> [MATERIAL PROVIDED]
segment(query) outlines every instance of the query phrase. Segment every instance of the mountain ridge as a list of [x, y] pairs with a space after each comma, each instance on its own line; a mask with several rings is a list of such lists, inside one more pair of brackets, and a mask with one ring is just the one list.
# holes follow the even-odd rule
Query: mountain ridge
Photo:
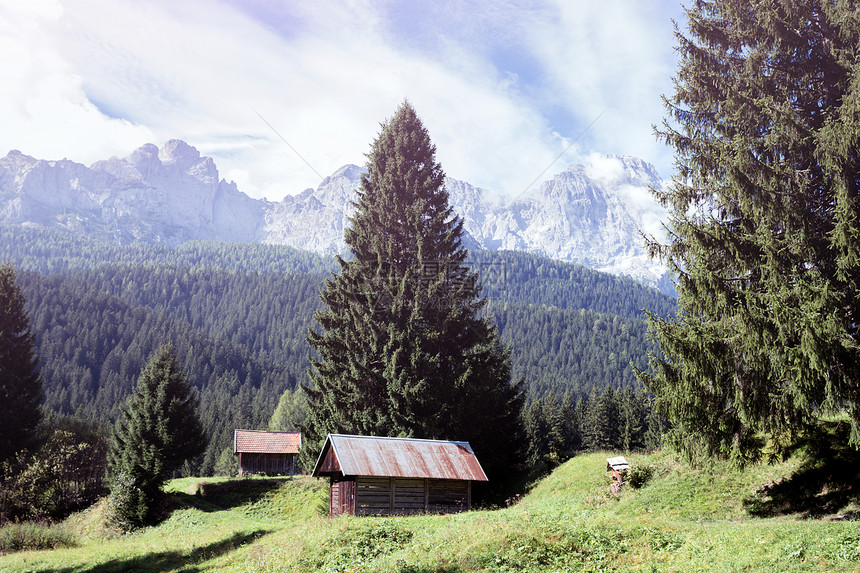
[[[181, 140], [161, 148], [146, 144], [89, 167], [13, 150], [0, 158], [0, 223], [61, 228], [120, 244], [215, 240], [344, 254], [361, 173], [347, 164], [316, 189], [273, 202], [220, 178], [210, 157]], [[665, 268], [650, 259], [640, 232], [661, 214], [656, 202], [643, 200], [645, 188], [662, 184], [653, 166], [627, 156], [571, 165], [509, 203], [468, 182], [445, 181], [470, 249], [524, 251], [666, 291]]]

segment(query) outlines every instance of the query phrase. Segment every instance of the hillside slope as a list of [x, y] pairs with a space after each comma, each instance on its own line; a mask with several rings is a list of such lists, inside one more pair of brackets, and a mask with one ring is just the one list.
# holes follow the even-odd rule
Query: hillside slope
[[511, 507], [453, 516], [329, 519], [308, 511], [325, 501], [322, 480], [183, 480], [173, 486], [172, 515], [157, 527], [104, 539], [83, 533], [98, 529], [97, 516], [76, 517], [69, 523], [83, 534], [81, 547], [3, 556], [0, 569], [857, 571], [857, 522], [760, 519], [744, 510], [764, 484], [791, 476], [800, 458], [738, 471], [692, 470], [667, 453], [631, 455], [657, 471], [641, 490], [616, 498], [607, 491], [607, 455], [568, 461]]

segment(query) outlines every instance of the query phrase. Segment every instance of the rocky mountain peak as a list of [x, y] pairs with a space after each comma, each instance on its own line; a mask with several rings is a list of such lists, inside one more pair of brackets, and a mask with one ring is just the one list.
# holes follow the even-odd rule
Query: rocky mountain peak
[[353, 165], [352, 163], [347, 163], [340, 169], [336, 170], [334, 173], [323, 179], [323, 182], [320, 183], [320, 187], [324, 187], [328, 181], [331, 179], [335, 179], [338, 177], [343, 177], [349, 181], [361, 181], [361, 173], [364, 171], [358, 165]]
[[[38, 167], [38, 168], [36, 168]], [[146, 144], [90, 167], [19, 151], [0, 159], [0, 223], [35, 223], [119, 241], [260, 241], [345, 253], [362, 168], [344, 165], [316, 189], [278, 203], [219, 179], [215, 162], [181, 140]], [[593, 156], [510, 204], [446, 178], [469, 248], [512, 249], [657, 285], [665, 274], [640, 229], [663, 216], [647, 193], [662, 182], [635, 157]]]
[[181, 139], [171, 139], [158, 150], [158, 158], [162, 165], [176, 165], [180, 169], [187, 169], [200, 160], [200, 152]]
[[24, 155], [17, 149], [13, 149], [6, 154], [6, 157], [0, 159], [0, 164], [13, 170], [22, 169], [24, 166], [33, 166], [36, 162], [36, 158]]

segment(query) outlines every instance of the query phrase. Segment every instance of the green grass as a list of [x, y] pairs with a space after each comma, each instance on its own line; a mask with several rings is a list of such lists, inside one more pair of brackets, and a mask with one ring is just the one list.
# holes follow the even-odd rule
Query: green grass
[[0, 554], [26, 549], [73, 547], [78, 538], [63, 525], [13, 523], [0, 528]]
[[[175, 480], [159, 526], [117, 535], [96, 506], [65, 524], [78, 547], [0, 556], [0, 571], [860, 571], [860, 521], [804, 504], [751, 514], [772, 501], [763, 486], [804, 475], [800, 452], [743, 471], [629, 455], [655, 472], [620, 497], [608, 492], [608, 456], [577, 456], [511, 507], [451, 516], [330, 519], [326, 482], [307, 477]], [[837, 514], [857, 507], [840, 495]]]
[[304, 521], [328, 512], [327, 484], [306, 476], [291, 478], [185, 478], [166, 490], [177, 501], [203, 511], [229, 510], [248, 518]]

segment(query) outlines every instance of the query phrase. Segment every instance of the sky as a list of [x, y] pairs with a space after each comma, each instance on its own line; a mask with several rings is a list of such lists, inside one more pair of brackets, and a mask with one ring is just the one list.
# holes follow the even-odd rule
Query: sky
[[278, 201], [363, 165], [408, 100], [446, 174], [511, 200], [633, 155], [681, 0], [0, 0], [0, 156], [91, 164], [182, 139]]

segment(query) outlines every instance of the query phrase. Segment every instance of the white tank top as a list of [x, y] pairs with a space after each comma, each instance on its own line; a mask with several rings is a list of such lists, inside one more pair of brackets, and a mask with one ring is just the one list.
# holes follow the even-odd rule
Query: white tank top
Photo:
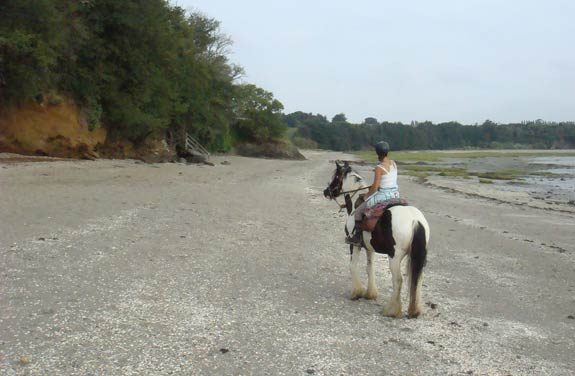
[[381, 165], [377, 165], [383, 171], [387, 172], [385, 175], [381, 175], [381, 180], [379, 181], [379, 188], [397, 188], [397, 166], [395, 162], [389, 168], [389, 171]]

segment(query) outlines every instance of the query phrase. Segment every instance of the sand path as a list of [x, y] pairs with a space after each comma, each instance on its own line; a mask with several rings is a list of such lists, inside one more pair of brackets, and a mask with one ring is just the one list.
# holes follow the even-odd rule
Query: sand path
[[572, 374], [573, 215], [402, 178], [429, 304], [384, 318], [386, 257], [349, 300], [340, 155], [307, 156], [0, 164], [0, 374]]

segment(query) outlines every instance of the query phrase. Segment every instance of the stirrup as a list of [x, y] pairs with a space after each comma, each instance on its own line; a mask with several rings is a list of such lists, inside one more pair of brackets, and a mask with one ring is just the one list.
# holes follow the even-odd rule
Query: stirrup
[[353, 236], [347, 236], [345, 238], [345, 242], [347, 244], [355, 245], [357, 247], [361, 247], [361, 232], [358, 231]]

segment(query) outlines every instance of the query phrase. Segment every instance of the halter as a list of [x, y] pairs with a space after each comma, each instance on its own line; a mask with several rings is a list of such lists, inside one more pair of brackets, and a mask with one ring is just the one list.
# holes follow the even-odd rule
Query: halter
[[[339, 207], [339, 212], [341, 212], [343, 209], [347, 208], [347, 204], [351, 203], [351, 199], [353, 197], [355, 197], [357, 192], [369, 189], [369, 186], [363, 187], [363, 188], [358, 188], [358, 189], [353, 189], [353, 190], [349, 190], [349, 191], [338, 192], [337, 196], [335, 196], [334, 191], [339, 191], [340, 189], [343, 188], [342, 185], [343, 185], [343, 180], [344, 180], [345, 176], [347, 175], [348, 172], [352, 172], [352, 169], [349, 167], [347, 162], [343, 166], [340, 166], [336, 161], [336, 165], [337, 165], [337, 169], [336, 169], [336, 173], [334, 174], [334, 178], [333, 178], [332, 182], [328, 185], [328, 187], [324, 190], [324, 194], [326, 196], [329, 194], [329, 198], [335, 201], [335, 203]], [[345, 170], [342, 171], [342, 168], [345, 168]], [[343, 175], [337, 175], [338, 173], [343, 173]], [[356, 178], [359, 178], [359, 180], [363, 180], [360, 175], [358, 175], [358, 174], [355, 174], [355, 175], [356, 175]], [[332, 188], [332, 186], [336, 182], [336, 177], [337, 177], [337, 183], [336, 183], [337, 185]], [[326, 191], [328, 193], [326, 193]], [[345, 198], [345, 201], [346, 201], [345, 204], [340, 204], [337, 201], [337, 197], [339, 197], [341, 195], [343, 195]]]

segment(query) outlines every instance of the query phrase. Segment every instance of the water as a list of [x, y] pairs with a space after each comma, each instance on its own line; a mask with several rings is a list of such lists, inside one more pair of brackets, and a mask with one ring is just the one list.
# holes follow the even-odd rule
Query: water
[[[469, 172], [523, 171], [512, 181], [493, 180], [501, 189], [527, 192], [531, 197], [575, 205], [575, 157], [485, 157], [449, 159], [446, 165], [465, 167]], [[537, 174], [551, 173], [549, 176]]]
[[575, 157], [532, 157], [534, 164], [565, 166], [575, 169]]
[[575, 203], [575, 157], [534, 157], [530, 158], [530, 163], [536, 172], [554, 174], [525, 178], [533, 197]]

> [THE TASK] All lines of the material that contain the word "ridge" should be listed.

> [ANSWER BOX]
segment(query) outlines every instance of the query phrase. Segment every instance of the mountain ridge as a list of [x, y] pairs with a space after each comma, each instance on its own line; a mask with several rings is a list of such lists, inside one more pair of brackets, and a mask with one ring is just the one list.
Query: mountain ridge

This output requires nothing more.